── LESETEXT ──

Busfahrer Volker Herrmann schaut sich neue Buslinien vorher auf Google Maps an. Ein Navi brauche er selbst, privat, in fremden Städten selten. Bleibt der Andrang so gering wie hier (unteres Bild), wird die Linie 443 kein lohnendes Geschäft für die Moselbahn Vertriebsgesellschaft. TV-Fotos(2): Nicolaj Meyer

Foto: (e_bit )

Es regnet unaufhörlich am Dienstagmorgen. Einen Unterstellplatz für Fahrgäste gibt es an der Haltestelle "Stadthalle" nicht. Tropfen fallen von der Kapuze und zerplatzen auf den nassen Schuhen. Ferien, Urlaubszeit und mieses Wetter. Das sind die Vor aussetzungen für die TV-Testfahrt mit der Stadtbuslinie 443 (siehe Info), die gestern erstmals den Flugplatz mit der Innenstadt verbunden hat.

Glücklicherweise pünktlich um 9.31 Uhr hält Busfahrer Volker Herrmann (53) erstmals auf der neuen Route und empfängt den TV-Reporter - als einzigen Fahrgast. Seit 6.10 Uhr sitzt Herrmann hinterm Steuer, war auf einer anderen Route schon unterwegs bis Luxemburg und zurück. Angesichts der ausnahmslos leeren Sitze: Hat er lieber einen vollen Bus? "Solange ich genug Kleingeld zum Wechseln dabeihabe, können so viele kommen, wie sie möchten."

Bei der vierten Haltestelle, "Kreisverwaltung", fährt er rechts ran für eine potenzielle Mitfahrerin, erkennt aber sofort: "Die fährt hier eh nicht mit, die will nach Irrel." Während sie schon einsteigen möchte, erklärt er ihr höflich, dass die 443 die neue Linie zum Bitburger Flugplatz sei und ihr Bus ein wenig später komme. Das neue Angebot müsse sich erst einspielen, sagt der Dudeldorfer, der bis vor neun Jahren noch Torten als Konditor gestaltet hat. Dass er die runden Zuckerwaren gegen das Lederlenkrad beim Unternehmen Moselbahn getauscht hat, bereue er nicht. Schließlich verdiene er nun besser und fahre sehr gerne. Es bliebe ihm auch nichts anderes übrig: "Arthrose und Bandscheibenvorfälle machen die Rückkehr schwer". Bei einem anderen regionalen Busunternehmen habe er mehr Gartenarbeit und Hausmeistertätigkeiten ausgeübt, als eigentlich Bus zu fahren.

───

• [AUFGABE 1]
Seit wann sitzt Busfahrer Volker Herrmann laut dem Lesetext an diesem Morgen hinter dem Steuer?
• [AUFGABE 2]
Gib aus dem Lesetext den Abschnitt von „Busfahrer Volker Herrmann schaut“ bis einschließlich „Foto: (e_bit )“ wortgetreu wieder.

── AUSZÜGE DER EINTRÄGE ──

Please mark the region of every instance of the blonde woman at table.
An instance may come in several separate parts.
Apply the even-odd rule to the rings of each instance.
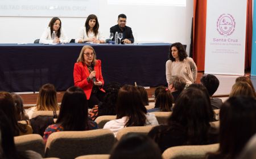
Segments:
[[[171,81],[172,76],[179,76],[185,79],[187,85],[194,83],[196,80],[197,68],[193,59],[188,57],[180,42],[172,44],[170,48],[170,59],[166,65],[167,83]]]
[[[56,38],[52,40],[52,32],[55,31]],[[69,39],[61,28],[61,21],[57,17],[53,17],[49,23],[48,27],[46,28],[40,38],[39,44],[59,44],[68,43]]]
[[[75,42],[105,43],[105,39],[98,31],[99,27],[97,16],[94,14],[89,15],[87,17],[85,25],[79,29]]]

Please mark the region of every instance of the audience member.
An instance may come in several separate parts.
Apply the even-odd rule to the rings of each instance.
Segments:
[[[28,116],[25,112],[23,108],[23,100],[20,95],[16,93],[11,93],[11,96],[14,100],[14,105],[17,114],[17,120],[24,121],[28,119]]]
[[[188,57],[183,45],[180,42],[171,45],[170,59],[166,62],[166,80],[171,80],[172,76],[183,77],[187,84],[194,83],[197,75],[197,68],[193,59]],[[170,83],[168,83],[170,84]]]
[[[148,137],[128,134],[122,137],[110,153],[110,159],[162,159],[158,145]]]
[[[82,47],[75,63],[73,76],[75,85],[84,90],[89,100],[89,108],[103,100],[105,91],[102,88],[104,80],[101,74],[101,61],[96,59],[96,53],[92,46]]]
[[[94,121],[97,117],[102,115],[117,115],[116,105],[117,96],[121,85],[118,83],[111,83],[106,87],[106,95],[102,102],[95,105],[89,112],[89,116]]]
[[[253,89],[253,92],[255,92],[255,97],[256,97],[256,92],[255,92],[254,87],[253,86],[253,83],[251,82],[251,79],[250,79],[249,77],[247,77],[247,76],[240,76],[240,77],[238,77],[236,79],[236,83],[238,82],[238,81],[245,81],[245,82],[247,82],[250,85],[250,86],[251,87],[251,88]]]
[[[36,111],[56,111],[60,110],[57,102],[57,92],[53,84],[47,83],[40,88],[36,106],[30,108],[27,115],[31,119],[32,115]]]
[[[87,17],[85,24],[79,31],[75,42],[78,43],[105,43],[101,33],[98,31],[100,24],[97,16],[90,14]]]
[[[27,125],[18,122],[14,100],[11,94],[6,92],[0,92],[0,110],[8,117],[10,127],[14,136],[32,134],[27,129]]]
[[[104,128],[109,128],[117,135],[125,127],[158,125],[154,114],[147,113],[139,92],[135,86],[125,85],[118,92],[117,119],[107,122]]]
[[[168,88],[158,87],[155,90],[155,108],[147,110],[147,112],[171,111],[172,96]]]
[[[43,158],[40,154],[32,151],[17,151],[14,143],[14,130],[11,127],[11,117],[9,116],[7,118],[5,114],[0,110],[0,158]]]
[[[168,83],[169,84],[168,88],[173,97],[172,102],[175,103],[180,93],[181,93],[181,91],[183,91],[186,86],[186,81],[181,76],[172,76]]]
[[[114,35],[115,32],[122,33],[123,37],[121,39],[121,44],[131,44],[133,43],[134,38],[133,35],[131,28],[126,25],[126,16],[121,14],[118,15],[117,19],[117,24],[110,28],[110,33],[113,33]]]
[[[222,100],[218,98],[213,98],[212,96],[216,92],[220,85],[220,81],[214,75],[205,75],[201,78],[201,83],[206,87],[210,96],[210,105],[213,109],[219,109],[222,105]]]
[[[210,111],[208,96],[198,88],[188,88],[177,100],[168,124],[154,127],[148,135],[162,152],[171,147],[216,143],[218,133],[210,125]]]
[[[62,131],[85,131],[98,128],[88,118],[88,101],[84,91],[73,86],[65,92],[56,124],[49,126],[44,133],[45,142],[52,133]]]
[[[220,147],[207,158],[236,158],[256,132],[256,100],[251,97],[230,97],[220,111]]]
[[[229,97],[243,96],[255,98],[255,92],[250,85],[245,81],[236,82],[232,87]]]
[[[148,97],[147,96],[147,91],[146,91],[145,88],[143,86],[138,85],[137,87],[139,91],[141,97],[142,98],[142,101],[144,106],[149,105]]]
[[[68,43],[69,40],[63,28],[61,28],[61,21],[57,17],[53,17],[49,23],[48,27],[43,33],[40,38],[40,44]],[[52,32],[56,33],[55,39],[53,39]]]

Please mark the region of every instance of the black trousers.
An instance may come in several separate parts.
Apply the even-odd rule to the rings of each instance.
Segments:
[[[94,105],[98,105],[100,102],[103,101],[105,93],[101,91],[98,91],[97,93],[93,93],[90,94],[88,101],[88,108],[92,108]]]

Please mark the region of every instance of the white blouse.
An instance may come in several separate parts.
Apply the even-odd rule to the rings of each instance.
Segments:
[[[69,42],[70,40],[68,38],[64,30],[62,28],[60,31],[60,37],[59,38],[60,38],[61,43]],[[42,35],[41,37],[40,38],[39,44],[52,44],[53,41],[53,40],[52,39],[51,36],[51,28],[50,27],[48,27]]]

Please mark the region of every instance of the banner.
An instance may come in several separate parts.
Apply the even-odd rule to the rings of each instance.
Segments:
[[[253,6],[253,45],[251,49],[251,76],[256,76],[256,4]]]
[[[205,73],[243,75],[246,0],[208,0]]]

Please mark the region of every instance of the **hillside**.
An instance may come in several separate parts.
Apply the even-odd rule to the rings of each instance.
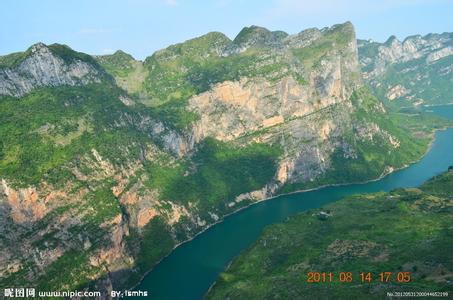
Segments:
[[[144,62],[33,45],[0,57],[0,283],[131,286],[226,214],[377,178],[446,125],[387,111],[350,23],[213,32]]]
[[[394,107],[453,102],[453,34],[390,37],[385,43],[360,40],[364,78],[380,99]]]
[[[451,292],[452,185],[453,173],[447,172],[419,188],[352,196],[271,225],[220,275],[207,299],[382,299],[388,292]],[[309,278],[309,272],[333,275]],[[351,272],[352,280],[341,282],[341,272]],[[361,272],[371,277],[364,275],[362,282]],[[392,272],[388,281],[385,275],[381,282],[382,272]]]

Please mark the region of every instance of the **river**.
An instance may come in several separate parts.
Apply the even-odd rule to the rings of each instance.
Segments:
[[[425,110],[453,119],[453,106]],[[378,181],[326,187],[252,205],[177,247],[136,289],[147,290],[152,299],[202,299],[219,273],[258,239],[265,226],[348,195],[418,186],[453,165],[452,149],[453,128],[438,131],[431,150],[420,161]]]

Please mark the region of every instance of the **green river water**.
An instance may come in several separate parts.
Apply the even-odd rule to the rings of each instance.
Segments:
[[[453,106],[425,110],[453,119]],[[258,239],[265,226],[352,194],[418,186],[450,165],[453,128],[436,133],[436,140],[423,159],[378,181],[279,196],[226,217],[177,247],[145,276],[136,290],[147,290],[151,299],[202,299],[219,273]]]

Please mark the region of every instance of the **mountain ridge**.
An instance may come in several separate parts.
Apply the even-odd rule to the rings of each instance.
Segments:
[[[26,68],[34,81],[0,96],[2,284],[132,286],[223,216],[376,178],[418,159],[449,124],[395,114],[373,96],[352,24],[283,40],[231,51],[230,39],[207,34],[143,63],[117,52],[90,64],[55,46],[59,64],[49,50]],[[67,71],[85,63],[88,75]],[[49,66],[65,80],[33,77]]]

───

• [VOLLSTÄNDIGE ANTWORT 1]
Seit 6.10 Uhr.

• [VOLLSTÄNDIGE ANTWORT 2]
Busfahrer Volker Herrmann schaut sich neue Buslinien vorher auf Google Maps an. Ein Navi brauche er selbst, privat, in fremden Städten selten. Bleibt der Andrang so gering wie hier (unteres Bild), wird die Linie 443 kein lohnendes Geschäft für die Moselbahn Vertriebsgesellschaft. TV-Fotos(2): Nicolaj Meyer

Foto: (e_bit )